Records from a data collection
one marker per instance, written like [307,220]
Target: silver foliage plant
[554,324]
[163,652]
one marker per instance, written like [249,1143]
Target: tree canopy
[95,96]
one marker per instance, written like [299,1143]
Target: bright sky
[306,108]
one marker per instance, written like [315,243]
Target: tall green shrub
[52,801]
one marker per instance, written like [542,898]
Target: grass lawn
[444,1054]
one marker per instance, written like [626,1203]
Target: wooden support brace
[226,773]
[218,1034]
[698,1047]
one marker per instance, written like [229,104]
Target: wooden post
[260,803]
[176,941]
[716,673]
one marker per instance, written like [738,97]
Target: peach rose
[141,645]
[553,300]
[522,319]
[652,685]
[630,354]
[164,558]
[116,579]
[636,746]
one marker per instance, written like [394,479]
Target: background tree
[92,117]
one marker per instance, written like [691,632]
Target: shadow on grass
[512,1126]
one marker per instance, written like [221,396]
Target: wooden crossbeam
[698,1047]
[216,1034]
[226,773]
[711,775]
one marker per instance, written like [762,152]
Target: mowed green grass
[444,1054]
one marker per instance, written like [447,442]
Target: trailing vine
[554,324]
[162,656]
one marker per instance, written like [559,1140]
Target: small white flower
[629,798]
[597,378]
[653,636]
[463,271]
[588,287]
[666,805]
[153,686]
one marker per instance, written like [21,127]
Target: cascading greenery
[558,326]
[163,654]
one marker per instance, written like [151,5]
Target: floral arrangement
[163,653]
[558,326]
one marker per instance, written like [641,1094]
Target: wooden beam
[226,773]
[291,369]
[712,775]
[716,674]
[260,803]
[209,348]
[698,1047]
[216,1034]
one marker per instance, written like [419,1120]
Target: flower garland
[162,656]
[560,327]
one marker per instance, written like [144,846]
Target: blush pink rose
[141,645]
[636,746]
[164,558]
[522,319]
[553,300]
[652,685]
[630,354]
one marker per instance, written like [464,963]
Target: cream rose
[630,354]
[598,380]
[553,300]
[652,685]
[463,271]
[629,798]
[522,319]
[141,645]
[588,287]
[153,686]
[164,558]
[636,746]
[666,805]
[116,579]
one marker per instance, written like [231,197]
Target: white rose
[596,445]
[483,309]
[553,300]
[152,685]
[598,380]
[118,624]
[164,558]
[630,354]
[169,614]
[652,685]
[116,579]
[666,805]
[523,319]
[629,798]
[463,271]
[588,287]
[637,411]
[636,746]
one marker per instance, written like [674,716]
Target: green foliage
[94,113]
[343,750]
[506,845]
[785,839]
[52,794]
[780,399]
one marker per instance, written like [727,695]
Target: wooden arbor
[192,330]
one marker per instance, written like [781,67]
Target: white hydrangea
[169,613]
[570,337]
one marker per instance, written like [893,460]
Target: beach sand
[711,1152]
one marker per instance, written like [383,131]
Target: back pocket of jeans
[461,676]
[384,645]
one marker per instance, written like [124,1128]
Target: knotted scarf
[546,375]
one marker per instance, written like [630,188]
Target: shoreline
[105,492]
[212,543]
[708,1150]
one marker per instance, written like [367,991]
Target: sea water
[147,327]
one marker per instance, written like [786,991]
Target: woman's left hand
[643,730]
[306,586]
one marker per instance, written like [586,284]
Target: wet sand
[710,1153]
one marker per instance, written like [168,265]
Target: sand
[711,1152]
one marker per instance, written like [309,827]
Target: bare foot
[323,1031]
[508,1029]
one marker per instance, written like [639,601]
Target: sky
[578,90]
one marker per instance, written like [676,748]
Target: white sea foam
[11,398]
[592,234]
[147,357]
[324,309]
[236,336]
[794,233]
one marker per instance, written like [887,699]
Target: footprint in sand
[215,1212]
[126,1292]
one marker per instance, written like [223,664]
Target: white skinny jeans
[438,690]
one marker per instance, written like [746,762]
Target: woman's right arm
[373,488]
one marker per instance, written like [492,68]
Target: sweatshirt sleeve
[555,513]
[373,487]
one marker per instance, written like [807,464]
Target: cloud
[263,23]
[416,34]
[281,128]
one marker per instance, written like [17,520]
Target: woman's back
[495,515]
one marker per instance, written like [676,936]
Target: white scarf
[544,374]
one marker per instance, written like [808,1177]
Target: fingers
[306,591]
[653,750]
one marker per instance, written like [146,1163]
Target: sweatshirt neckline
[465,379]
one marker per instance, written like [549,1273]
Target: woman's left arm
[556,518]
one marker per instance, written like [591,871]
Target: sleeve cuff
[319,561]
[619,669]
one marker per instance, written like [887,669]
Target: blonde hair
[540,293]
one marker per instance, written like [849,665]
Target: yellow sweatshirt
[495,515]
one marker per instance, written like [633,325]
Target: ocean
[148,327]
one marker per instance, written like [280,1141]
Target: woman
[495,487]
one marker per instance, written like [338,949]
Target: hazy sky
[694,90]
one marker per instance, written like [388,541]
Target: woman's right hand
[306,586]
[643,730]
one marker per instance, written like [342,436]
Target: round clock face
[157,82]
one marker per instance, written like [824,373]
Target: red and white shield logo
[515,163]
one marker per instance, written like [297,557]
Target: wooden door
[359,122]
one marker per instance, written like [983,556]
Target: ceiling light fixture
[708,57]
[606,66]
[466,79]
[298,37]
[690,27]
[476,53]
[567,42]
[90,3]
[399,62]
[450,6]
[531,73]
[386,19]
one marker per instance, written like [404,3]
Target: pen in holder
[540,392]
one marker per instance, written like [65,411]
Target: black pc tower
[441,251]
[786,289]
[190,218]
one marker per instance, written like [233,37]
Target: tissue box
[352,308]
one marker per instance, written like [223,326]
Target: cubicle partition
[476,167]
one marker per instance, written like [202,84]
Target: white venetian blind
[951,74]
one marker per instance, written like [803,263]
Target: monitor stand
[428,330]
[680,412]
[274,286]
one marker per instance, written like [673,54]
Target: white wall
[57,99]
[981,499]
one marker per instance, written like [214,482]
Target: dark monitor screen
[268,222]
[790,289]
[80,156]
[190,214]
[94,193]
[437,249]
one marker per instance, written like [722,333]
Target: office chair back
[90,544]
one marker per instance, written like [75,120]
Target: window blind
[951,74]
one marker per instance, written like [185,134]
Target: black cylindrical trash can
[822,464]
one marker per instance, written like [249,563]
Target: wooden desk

What the task requires: A verbatim restatement of all the entries above is required.

Your response:
one marker per instance, written like [307,220]
Target: silver foliage plant
[554,324]
[163,652]
one marker per instance, written like [249,1143]
Target: tree canopy
[95,96]
one marker per instance, written like [299,1143]
Target: bright sky
[306,108]
one marker per instance, written like [315,243]
Target: tall green shrub
[52,801]
one marker per instance, written like [542,898]
Target: grass lawn
[444,1054]
one marker per instance, written like [626,1203]
Target: wooden support brace
[226,773]
[218,1034]
[698,1047]
one marker per instance, written like [229,104]
Target: wooden post
[260,803]
[176,941]
[716,673]
one marker per instance, written like [738,97]
Target: peach rose
[141,645]
[553,300]
[522,319]
[652,685]
[630,354]
[164,558]
[116,579]
[636,746]
one marker per instance, written like [394,479]
Target: background tree
[92,117]
one marker per instance, written like [691,632]
Target: shadow on grass
[512,1126]
one marker per instance, written like [221,396]
Target: wooden crossbeam
[698,1047]
[216,1034]
[226,773]
[711,775]
one marker per instance, written like [762,152]
Target: mowed green grass
[444,1054]
one marker per instance, written like [447,442]
Target: trailing vine
[554,324]
[162,656]
one marker per instance, written like [559,1140]
Target: small white flower
[629,798]
[597,378]
[653,636]
[463,271]
[588,287]
[666,805]
[153,686]
one marker per instance, written like [21,127]
Target: cascading greenery
[558,326]
[163,654]
one marker per instance, written like [151,5]
Target: floral arrangement
[163,653]
[558,326]
one marker per instance, written like [641,1094]
Target: wooden beam
[226,773]
[291,369]
[712,775]
[716,674]
[260,803]
[209,348]
[698,1047]
[216,1034]
one marker per instance, written like [419,1120]
Target: flower garland
[162,656]
[560,327]
one marker per instance, written like [144,846]
Target: blush pink rose
[141,645]
[636,746]
[164,558]
[522,319]
[553,300]
[652,685]
[630,354]
one marker per instance, written like [464,963]
Target: cream rose
[630,354]
[598,380]
[553,300]
[652,685]
[463,271]
[629,798]
[522,319]
[141,645]
[588,287]
[153,686]
[164,558]
[636,746]
[666,805]
[116,579]
one marker per instance, written like [231,197]
Target: white rose
[596,445]
[483,309]
[553,300]
[152,685]
[598,380]
[118,624]
[164,558]
[630,354]
[169,614]
[652,685]
[116,579]
[666,805]
[523,319]
[629,798]
[463,271]
[588,287]
[637,411]
[636,746]
one marker per instance, written like [674,716]
Target: green foliage
[94,113]
[343,750]
[506,845]
[785,839]
[52,794]
[780,399]
one marker per instance, written like [727,695]
Target: wooden arbor
[192,330]
one marker per instance, written like [781,67]
Target: white hydrangea
[169,613]
[570,337]
one marker per instance, written like [893,460]
Target: beach sand
[711,1152]
one marker per instance, written like [383,131]
Target: back pocket of jeans
[461,676]
[384,645]
one marker per instance, written like [124,1128]
Target: knotted scarf
[546,375]
one marker per instance, written like [630,188]
Target: shoreline
[105,492]
[212,543]
[708,1150]
one marker per instance, written like [367,991]
Target: sea water
[147,327]
one marker per instance, written like [786,991]
Target: woman's left hand
[643,730]
[306,586]
one marker per instance, written like [586,284]
Target: wet sand
[710,1153]
one marker per instance, written like [168,265]
Target: sand
[711,1152]
one marker per instance, written like [309,827]
Target: bare foot
[323,1031]
[508,1029]
one marker per instance, written like [639,601]
Target: sky
[578,90]
one marker per instance, written like [676,748]
Target: white sea foam
[11,398]
[592,234]
[147,357]
[324,309]
[236,336]
[794,233]
one marker per instance, written like [887,699]
Target: footprint in sand
[215,1212]
[126,1292]
one marker per instance, written like [223,664]
Target: white skinny jeans
[438,690]
one marker per instance, written like [746,762]
Target: woman's right arm
[373,488]
one marker per instance, written like [492,68]
Target: sweatshirt sleeve
[555,513]
[373,487]
one marker per instance, written like [807,464]
Target: cloud
[263,23]
[416,34]
[281,128]
one marker per instance, written like [17,520]
Target: woman's back
[495,515]
one marker per instance, written like [676,936]
Target: white scarf
[544,374]
one marker per instance, written like [808,1177]
Target: fingers
[306,591]
[653,750]
one marker per instance, written like [146,1163]
Target: sweatshirt neckline
[465,379]
one marker per instance, written like [549,1273]
Target: woman's left arm
[556,518]
one marker per instance, written like [591,871]
Target: sleeve cuff
[319,561]
[619,669]
one marker per instance, written like [887,669]
Target: blonde hair
[540,293]
one marker per instance, written like [849,665]
Target: yellow sweatshirt
[495,515]
one marker per instance, written like [633,325]
Target: ocean
[148,327]
one marker per instance, written like [280,1141]
Target: woman
[495,487]
one marker per instance, written like [338,949]
Target: hazy sky
[694,90]
one marker per instance, written like [388,541]
Target: woman's right hand
[306,586]
[643,730]
one marker per instance, written like [342,436]
Target: round clock face
[157,82]
one marker per instance, written like [824,373]
Target: red and white shield logo
[515,163]
one marker per instance, written like [297,557]
Target: wooden door
[359,122]
one marker per instance, written like [983,556]
Target: ceiling light fixture
[708,57]
[606,66]
[466,79]
[298,37]
[690,27]
[476,53]
[567,42]
[90,3]
[399,62]
[450,6]
[531,73]
[386,19]
one marker per instance, written like [404,3]
Target: pen in holder
[540,392]
one marker per instance, written like [65,411]
Target: black pc tower
[441,251]
[786,289]
[190,218]
one marker per instance, written like [233,37]
Target: tissue box
[352,308]
one marker per instance, written like [223,326]
Target: cubicle partition
[476,167]
one marker per instance, written like [202,84]
Target: white venetian blind
[951,74]
one marker per instance, written like [803,263]
Target: monitor stand
[428,330]
[680,412]
[274,286]
one marker per instance, written like [673,54]
Target: white wall
[57,99]
[981,499]
one marker per instance, written like [214,482]
Target: dark monitor screen
[268,222]
[790,289]
[80,156]
[190,214]
[94,193]
[437,249]
one marker per instance, written like [722,333]
Target: office chair back
[90,544]
one marker per instance, written like [75,120]
Target: window blind
[951,74]
one marker per instance, written like [185,134]
Target: black cylindrical trash can
[822,464]
one marker per instance, written like [249,563]
Target: wooden desk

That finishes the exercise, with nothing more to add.